— Texto de origen —

A lo largo de la Edad Moderna, nos encontramos con un mundo alemán fragmentado en un sinfín de principados y pequeños Estados, a los que hay que sumar la presencia de las grandes potencias en determinados territorios del ámbito germano.

Sin embargo, tras las guerras napoleónicas surgió un nacionalismo forjado en la lucha contra el enemigo francés, que terminó de modelarse al entrar en contacto con las corrientes culturales del romanticismo.

El romanticismo alemán

Las corrientes romanticistas, con un predominante carácter idealista, pregonaban el establecimiento de una sociedad basada en la idea de justicia, que, encarnado en la supuesta superioridad moral de los alemanes, se convirtió en el gran motor de la unidad germana.

En plena guerra contra el Imperio francés, Fichte escribió en Berlín su obra Discurso a la nación alemana, que recoge los postulados de la doctrina nacionalista germana.

En este texto resaltó la importancia histórica de la identidad alemana, plasmada en una lengua y una cultura propia, reclamando para ella un Estado independiente.

Posteriormente surgieron otros inspiradores del movimiento intelectual en los más diversos campos de la cultura, entre los que destacaron Ranke y Hegel; sin embargo, en un principio, este sentir fue algo muy minoritario, que tardó un tiempo en llegar a las capas populares.

La revolución de 1848 en Alemania

El contagio de los sucesos revolucionarios franceses y del levantamiento de Viena llegó a los territorios alemanes en marzo de 1848. En un primer momento se trató de una revuelta rural que reclamaba la supresión de las cargas señoriales y exigiendo algunas reformas de índole similar, pero finalmente toda esa agitación se trasladó a las ciudades.

En el medio urbano las protestas fueron de menor magnitud, destacando las que se produjeron en las regiones del sur -especialmente Baviera- Kandern y Alsacia. Entre sus reivindicaciones hay que resaltar: la libertad de presa y asociación, la creación de una guardia nacional, y la formación de asambleas representativas.

Otro suceso destacable de esta revolución de 1848 en Alemania fue la reunión de Heidelberg (5 de marzo), a la que asistieron representantes liberales de los distintos Estados alemanes de sur.

— Tareas por realizar —
[A] Enumera los pensadores alemanes que se mencionan por su nombre en el texto sobre el nacionalismo alemán.
[B] Según el texto sobre el nacionalismo alemán, ¿en qué ciudad escribió Fichte su Discurso a la nación alemana?

Filas de datos de anotación de recuadros:
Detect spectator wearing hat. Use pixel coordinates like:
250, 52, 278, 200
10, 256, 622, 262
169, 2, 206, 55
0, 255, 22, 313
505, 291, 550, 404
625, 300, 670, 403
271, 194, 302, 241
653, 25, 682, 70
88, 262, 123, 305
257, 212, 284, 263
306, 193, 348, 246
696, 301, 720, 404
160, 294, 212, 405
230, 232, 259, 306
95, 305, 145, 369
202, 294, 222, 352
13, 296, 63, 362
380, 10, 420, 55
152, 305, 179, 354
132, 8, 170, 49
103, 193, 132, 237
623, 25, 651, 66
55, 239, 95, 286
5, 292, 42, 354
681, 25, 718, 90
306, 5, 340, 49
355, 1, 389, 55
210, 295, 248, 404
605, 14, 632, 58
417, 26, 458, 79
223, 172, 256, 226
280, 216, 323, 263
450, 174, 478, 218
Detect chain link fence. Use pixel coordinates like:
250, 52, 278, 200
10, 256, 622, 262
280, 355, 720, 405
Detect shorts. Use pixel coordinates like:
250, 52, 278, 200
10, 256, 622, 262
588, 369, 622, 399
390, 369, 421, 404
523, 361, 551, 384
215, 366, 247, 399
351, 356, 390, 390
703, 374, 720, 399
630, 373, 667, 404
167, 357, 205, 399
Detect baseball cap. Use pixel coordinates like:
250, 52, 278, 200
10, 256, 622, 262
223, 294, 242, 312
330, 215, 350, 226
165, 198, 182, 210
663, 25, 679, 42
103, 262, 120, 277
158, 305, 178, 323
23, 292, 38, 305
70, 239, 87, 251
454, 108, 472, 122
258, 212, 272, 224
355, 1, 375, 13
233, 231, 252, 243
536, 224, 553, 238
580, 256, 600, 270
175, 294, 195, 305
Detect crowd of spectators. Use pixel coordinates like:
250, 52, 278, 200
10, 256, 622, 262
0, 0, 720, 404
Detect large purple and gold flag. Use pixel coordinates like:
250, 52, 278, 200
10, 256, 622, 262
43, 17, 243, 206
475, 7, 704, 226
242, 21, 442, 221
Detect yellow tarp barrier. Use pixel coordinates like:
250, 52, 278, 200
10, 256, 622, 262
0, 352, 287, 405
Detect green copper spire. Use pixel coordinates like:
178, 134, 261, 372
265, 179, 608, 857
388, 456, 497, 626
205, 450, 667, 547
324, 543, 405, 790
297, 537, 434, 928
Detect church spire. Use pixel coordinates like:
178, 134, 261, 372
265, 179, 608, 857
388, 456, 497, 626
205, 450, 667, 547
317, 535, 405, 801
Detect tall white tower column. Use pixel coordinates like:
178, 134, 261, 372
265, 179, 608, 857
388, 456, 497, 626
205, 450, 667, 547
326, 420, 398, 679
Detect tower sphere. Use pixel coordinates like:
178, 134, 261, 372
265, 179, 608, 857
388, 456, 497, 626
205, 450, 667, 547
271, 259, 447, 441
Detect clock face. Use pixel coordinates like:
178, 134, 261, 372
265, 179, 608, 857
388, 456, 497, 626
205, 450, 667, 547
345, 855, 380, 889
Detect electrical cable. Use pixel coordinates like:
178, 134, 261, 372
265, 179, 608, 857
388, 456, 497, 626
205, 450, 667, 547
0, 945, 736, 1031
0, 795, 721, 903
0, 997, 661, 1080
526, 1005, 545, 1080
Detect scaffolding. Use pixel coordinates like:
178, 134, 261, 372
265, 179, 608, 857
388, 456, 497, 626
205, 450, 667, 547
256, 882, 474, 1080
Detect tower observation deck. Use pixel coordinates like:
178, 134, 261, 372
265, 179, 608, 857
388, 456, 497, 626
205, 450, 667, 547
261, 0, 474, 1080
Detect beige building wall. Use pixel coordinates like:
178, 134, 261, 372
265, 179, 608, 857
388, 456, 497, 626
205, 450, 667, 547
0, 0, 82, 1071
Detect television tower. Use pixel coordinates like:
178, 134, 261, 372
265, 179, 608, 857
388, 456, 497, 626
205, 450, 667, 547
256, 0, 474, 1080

— Soluciones —
[A] Fichte, Ranke y Hegel.

[B] En Berlín.